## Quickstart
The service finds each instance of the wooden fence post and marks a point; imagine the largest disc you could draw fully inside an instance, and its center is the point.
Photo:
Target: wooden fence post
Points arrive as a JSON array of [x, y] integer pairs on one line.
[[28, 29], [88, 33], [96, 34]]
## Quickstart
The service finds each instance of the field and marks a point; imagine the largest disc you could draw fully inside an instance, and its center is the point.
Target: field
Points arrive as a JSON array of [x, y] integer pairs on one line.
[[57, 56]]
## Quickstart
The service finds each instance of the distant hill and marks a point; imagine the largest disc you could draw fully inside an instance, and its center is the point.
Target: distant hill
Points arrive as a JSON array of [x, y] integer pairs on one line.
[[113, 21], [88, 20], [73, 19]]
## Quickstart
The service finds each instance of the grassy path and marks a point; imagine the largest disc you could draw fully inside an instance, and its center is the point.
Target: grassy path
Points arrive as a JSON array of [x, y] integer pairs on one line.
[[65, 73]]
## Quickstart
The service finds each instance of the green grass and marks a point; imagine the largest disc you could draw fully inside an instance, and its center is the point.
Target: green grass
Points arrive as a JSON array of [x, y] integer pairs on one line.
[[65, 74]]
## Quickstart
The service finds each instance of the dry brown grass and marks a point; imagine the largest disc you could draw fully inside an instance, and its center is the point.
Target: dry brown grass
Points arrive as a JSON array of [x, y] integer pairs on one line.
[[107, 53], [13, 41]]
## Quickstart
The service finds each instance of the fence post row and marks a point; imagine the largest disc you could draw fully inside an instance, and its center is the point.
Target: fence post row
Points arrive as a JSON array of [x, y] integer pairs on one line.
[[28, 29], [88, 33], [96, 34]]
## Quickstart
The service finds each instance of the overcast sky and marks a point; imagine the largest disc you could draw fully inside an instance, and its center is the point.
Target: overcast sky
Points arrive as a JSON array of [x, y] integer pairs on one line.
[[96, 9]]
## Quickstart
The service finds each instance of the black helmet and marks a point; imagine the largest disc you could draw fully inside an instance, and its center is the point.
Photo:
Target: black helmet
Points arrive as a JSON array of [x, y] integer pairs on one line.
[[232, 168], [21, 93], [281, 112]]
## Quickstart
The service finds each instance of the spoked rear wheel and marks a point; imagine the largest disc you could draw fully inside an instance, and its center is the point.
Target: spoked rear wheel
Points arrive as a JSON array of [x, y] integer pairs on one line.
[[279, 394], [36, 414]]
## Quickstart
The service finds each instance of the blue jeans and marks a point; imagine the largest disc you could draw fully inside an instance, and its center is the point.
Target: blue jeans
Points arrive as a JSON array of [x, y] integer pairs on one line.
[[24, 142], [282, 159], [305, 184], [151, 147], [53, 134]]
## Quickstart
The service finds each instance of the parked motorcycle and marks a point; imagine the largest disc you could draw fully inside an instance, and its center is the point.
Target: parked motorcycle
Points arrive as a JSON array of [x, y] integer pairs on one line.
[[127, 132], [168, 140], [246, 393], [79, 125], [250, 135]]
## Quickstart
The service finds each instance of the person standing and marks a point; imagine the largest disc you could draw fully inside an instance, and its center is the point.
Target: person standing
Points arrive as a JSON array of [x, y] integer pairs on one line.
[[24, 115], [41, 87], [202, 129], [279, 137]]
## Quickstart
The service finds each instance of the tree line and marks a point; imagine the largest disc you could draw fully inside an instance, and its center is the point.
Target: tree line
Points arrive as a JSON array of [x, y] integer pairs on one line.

----------

Format every line of the items above as a JSON list of strings, one string per line, with blank lines omitted.

[
  "## Quickstart",
  "The service finds each instance of the wooden fence post and marks a point; imagine the largest disc you could draw fully inside an instance, and its center is the point.",
  "Photo:",
  "Target: wooden fence post",
  "Points arrive as a JSON array of [x, y] integer pairs on one line.",
  "[[28, 29], [88, 33], [96, 34]]",
  "## Quickstart",
  "The service finds each instance of the field and marks a point; imagine the largest disc you could draw fully inside an instance, and its center is the point.",
  "Target: field",
  "Points arrive as a JSON array of [x, y] integer pairs on one line.",
  "[[57, 56]]",
  "## Quickstart",
  "The service finds each instance of the distant hill and marks a point; imagine the largest disc you could draw fully inside an instance, and its center is the point.",
  "Target: distant hill",
  "Points arrive as a JSON array of [x, y] integer pairs on one line.",
  "[[113, 21], [88, 20], [73, 19]]",
  "## Quickstart",
  "The service finds each instance of the grassy path and marks a point; imagine the largest disc you could draw fully inside an instance, and its center is the point.",
  "Target: grassy path",
  "Points arrive as a JSON array of [x, y] integer pairs on one line.",
  "[[65, 73]]",
  "## Quickstart",
  "The service finds each instance of the green grass and marks a point; imagine the largest disc you could draw fully inside an instance, and its center is the point.",
  "Target: green grass",
  "Points arrive as a JSON array of [x, y] integer pairs on one line.",
  "[[65, 74]]",
  "## Quickstart",
  "The service finds each instance of the dry brown grass and marks a point; imagine the largest disc you could draw fully inside an instance, and its center is the point.",
  "Target: dry brown grass",
  "Points arrive as a JSON array of [x, y] integer pairs on one line.",
  "[[107, 53], [13, 41]]",
  "## Quickstart",
  "The service finds each instance of the fence post row and marks a point; imagine the largest disc you could draw fully inside an instance, and its center is the point.",
  "Target: fence post row",
  "Points arrive as a JSON array of [x, y] integer pairs on one line.",
  "[[28, 29], [88, 33], [96, 34]]",
  "## Quickstart",
  "The service finds each instance of the overcast sky and marks a point; imagine the largest disc you could draw fully inside an instance, and its center is the point.",
  "Target: overcast sky",
  "Points arrive as a JSON array of [x, y] integer pairs on one line.",
  "[[96, 9]]",
  "## Quickstart",
  "The service finds each instance of the black helmet and marks a point; imagine the largest disc you could draw fully inside an instance, and its center is the point.",
  "Photo:",
  "Target: black helmet",
  "Points arrive as a JSON array of [x, y] integer pairs on one line.",
  "[[232, 168], [21, 93], [281, 112]]",
  "## Quickstart",
  "The service finds each instance of the spoked rear wheel and marks a point; imagine the largest disc you could draw fully inside an instance, and its center is the point.",
  "Target: spoked rear wheel",
  "Points arrive as a JSON array of [x, y] integer pairs on one line.",
  "[[279, 394], [36, 414]]",
  "## Quickstart",
  "The service finds each instance of the blue jeans and marks a point; imagine the largest disc you could draw fully inside an instance, and its center is the point.",
  "Target: blue jeans",
  "Points arrive as a JSON array of [x, y] integer pairs on one line.",
  "[[24, 142], [282, 159], [305, 184], [151, 147], [53, 134]]",
  "## Quickstart",
  "The service finds each instance of the parked motorcycle and marks a point; imagine the largest disc you could draw fully inside an instance, and its center is the point.",
  "Target: parked motorcycle",
  "Points arrive as a JSON array of [x, y] integer pairs on one line.",
  "[[127, 132], [168, 140], [246, 393], [79, 125], [250, 135]]",
  "## Quickstart",
  "The service finds each instance of the person standing and marks a point; imagine the largest disc you could draw fully inside an instance, and its center is the point.",
  "Target: person standing",
  "Points arrive as a JSON array of [x, y] integer pairs on one line.",
  "[[24, 115], [41, 87], [202, 129], [279, 137]]",
  "## Quickstart",
  "The service finds each instance of the tree line and marks a point; imagine the largest disc you could draw fully inside an instance, and its center is the point.",
  "Target: tree line",
  "Points arrive as a JSON array of [x, y] integer pairs on one line."
]